• PARTS OF THE EXERCISE:
1 – In the legal excerpt on attachment, what multiple applies to statutory penalties under Probate Code section 859?
2 – List every statute provision that the legal excerpt on attachment cites.
3 – In the legal excerpt on attachment, revise the stretch from "Third, an attachment" through "Superior Court (2016)" by changing "enhancement" to "add-on".

** start TEXT SECTION **

Because Royals pleads no definite amount of compensatory damages, nor any
basis for determining what exactly these damages are, her attachment
request does not meet this standard.
Third, an attachment applicant must present a “statement showing
that the attachment is sought to secure . . . recovery on a claim upon which
an attachment may be issued” (Code Civ. Proc., § 484.020, subd. (a)), and in a
financial elder abuse action, attachment is only authorized “in any action for
damages.” (Welf. & Inst. Code, § 15657.01.) Statutory penalties are not
damages. They are awarded as an enhancement to damages recovery, at a
multiple of two under Probate Code section 859 (sometimes loosely called
“double damages”) and a multiple of three under Civil Code 3345,
subdivision (b) (sometimes loosely called “treble damages”), but to be precise
they are not the same as damages. (Hill v. Superior Court (2016)
24
244 Cal.App.4th 1281, 1286 [Probate Code section 859 penalties are not
equivalent to punitive damages]; Estate of Ashlock (2020) 45 Cal.App.5th
1066, 1074 [same].) To the extent Royals’s attachment request was founded
on statutory double or treble damages recovery under these two statutes, it
did not fall within the authorizing provision in section 15657.01 of the Elder
Abuse Act permitting issuance of an attachment in a financial elder abuse
“action for damages.” Thus, it failed to meet the requirement that an
attachment applicant must submit a statement showing that requested
attachment would “secure the recovery on a claim upon which an attachment
may be issued.” (Code Civ. Proc., § 484.020, subd. (a).)

** end TEXT SECTION **
** start DATA SHOWN **

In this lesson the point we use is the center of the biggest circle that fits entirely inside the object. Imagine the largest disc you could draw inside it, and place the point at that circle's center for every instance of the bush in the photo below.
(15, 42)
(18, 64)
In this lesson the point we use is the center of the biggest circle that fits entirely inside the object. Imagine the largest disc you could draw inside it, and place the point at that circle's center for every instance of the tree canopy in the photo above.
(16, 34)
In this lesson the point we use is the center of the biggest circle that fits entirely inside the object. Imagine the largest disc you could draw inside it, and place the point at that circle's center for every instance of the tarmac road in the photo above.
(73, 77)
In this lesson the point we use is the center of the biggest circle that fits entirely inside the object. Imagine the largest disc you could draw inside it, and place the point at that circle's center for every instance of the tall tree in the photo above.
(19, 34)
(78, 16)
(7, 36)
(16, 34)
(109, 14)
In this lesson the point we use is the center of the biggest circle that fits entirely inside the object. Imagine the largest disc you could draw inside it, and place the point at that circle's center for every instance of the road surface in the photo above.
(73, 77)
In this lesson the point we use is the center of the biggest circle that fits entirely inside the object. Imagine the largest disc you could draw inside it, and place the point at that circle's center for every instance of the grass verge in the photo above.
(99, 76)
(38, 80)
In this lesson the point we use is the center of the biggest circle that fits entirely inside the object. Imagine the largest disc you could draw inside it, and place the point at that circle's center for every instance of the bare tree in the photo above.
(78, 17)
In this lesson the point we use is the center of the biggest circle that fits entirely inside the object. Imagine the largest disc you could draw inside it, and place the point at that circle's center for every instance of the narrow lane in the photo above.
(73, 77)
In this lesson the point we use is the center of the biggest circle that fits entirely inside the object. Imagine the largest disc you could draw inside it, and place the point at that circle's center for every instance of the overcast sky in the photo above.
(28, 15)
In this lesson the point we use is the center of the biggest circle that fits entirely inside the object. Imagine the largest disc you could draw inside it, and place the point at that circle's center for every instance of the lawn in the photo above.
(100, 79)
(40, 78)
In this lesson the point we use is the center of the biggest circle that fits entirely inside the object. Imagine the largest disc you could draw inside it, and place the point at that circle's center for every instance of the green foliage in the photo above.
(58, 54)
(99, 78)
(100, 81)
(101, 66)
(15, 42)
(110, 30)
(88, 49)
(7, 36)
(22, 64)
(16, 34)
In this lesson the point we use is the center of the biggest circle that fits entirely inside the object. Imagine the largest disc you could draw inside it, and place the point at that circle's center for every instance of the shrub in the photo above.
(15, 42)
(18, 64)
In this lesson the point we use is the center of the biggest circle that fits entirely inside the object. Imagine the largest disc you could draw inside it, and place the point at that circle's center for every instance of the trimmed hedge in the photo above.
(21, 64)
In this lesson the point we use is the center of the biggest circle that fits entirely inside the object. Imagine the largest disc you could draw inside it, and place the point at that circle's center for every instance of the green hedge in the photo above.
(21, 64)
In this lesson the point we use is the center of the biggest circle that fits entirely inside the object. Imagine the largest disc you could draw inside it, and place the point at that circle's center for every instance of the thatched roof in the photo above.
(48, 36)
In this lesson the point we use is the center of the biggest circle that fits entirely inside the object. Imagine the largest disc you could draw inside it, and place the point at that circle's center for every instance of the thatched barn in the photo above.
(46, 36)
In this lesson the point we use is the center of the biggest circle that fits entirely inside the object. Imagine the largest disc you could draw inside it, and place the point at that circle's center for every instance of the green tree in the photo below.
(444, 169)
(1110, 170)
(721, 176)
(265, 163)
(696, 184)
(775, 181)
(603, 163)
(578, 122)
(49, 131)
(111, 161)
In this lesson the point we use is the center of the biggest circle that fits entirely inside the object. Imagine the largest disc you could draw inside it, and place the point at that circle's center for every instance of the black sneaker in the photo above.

** end DATA SHOWN **

• TASK-BY-TASK OUTPUTS:
1 – A multiple of two.

2 –
- Code of Civil Procedure section 484.020, subdivision (a)
- Welfare and Institutions Code section 15657.01
- Probate Code section 859
- Civil Code section 3345, subdivision (b)

3 –
Third, an attachment applicant must present a “statement showing
that the attachment is sought to secure . . . recovery on a claim upon which
an attachment may be issued” (Code Civ. Proc., § 484.020, subd. (a)), and in a
financial elder abuse action, attachment is only authorized “in any action for
damages.” (Welf. & Inst. Code, § 15657.01.) Statutory penalties are not
damages. They are awarded as an add-on to damages recovery, at a
multiple of two under Probate Code section 859 (sometimes loosely called
“double damages”) and a multiple of three under Civil Code 3345,
subdivision (b) (sometimes loosely called “treble damages”), but to be precise
they are not the same as damages. (Hill v. Superior Court (2016)